## Task objective
Write out the listing below line for line, changing no character.

══════════════════════════════

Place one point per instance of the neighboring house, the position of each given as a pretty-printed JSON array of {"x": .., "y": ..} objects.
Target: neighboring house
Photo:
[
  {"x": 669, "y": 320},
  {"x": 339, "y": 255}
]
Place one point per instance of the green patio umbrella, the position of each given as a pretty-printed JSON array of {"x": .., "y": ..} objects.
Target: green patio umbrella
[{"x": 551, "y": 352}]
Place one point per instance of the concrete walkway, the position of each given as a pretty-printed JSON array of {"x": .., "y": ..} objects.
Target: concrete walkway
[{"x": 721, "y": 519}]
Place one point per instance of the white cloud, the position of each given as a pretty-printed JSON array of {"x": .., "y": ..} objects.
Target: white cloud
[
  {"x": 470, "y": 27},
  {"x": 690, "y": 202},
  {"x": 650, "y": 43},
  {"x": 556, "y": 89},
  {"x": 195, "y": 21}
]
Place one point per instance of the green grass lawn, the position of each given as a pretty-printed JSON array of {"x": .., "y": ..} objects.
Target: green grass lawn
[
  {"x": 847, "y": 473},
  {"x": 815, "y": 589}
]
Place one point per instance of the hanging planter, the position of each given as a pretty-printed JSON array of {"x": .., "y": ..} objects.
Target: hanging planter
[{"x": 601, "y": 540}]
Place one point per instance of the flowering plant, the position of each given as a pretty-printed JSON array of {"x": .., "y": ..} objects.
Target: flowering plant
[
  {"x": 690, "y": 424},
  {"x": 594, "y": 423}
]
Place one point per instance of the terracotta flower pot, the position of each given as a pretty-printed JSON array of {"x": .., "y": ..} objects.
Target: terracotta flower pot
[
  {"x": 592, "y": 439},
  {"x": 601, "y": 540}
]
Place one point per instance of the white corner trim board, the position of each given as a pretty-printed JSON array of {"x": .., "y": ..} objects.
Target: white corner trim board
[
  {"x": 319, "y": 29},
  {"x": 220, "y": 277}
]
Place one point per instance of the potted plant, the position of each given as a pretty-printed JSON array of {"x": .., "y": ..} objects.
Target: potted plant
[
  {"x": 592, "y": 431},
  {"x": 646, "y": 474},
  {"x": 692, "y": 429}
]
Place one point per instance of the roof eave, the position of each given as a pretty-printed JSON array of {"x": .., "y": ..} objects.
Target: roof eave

══════════════════════════════

## Output of the task
Place one point per instance of the neighboring house, the position of each given as a pretty-printed JSON array of {"x": .., "y": ..} objects.
Target: neighboring house
Photo:
[
  {"x": 669, "y": 320},
  {"x": 339, "y": 255}
]
Place one point per instance of the green patio umbrella, the position of each given as a pretty-printed JSON array of {"x": .., "y": ..} objects.
Target: green patio umbrella
[{"x": 551, "y": 352}]
Place one point per instance of the concrete walkway, the position of each given as a pretty-printed JSON array of {"x": .., "y": ..} objects.
Target: concrete walkway
[{"x": 721, "y": 519}]
Place one point per instance of the white cloud, the position of each given as a pretty-printed JSON array of {"x": .., "y": ..} objects.
Target: white cloud
[
  {"x": 470, "y": 27},
  {"x": 690, "y": 202},
  {"x": 650, "y": 43},
  {"x": 556, "y": 89},
  {"x": 195, "y": 21}
]
Place one point per instance of the green grass lawn, the position of each given as a pretty-printed JSON array of {"x": .., "y": ..} objects.
Target: green grass lawn
[
  {"x": 847, "y": 473},
  {"x": 815, "y": 589}
]
Place one point per instance of the hanging planter, the position of each given as a pretty-printed JSON array of {"x": .., "y": ..} objects.
Target: hanging planter
[{"x": 601, "y": 540}]
Place one point per instance of the flowering plant, the position of each given as a pretty-printed JSON array of {"x": .., "y": ..} objects.
Target: flowering plant
[
  {"x": 690, "y": 424},
  {"x": 594, "y": 423}
]
Place one point per instance of the terracotta flower pot, the position of each given as a pretty-printed JSON array of {"x": .., "y": ..} objects.
Target: terracotta flower pot
[
  {"x": 592, "y": 439},
  {"x": 601, "y": 540}
]
Place one point per instance of the white corner trim board, the position of each given as a pretty-printed JSON array of {"x": .., "y": ..} objects.
Target: white corner trim board
[
  {"x": 319, "y": 29},
  {"x": 220, "y": 277}
]
Place one point per instance of the potted plant, the position of each given as a pretty-printed JSON array of {"x": .., "y": ..} objects.
Target: potted plant
[
  {"x": 592, "y": 431},
  {"x": 646, "y": 474},
  {"x": 692, "y": 429}
]
Place one point per instance of the roof eave, the position of each given as a pretty-printed JSON array of {"x": .., "y": ..} objects.
Target: roof eave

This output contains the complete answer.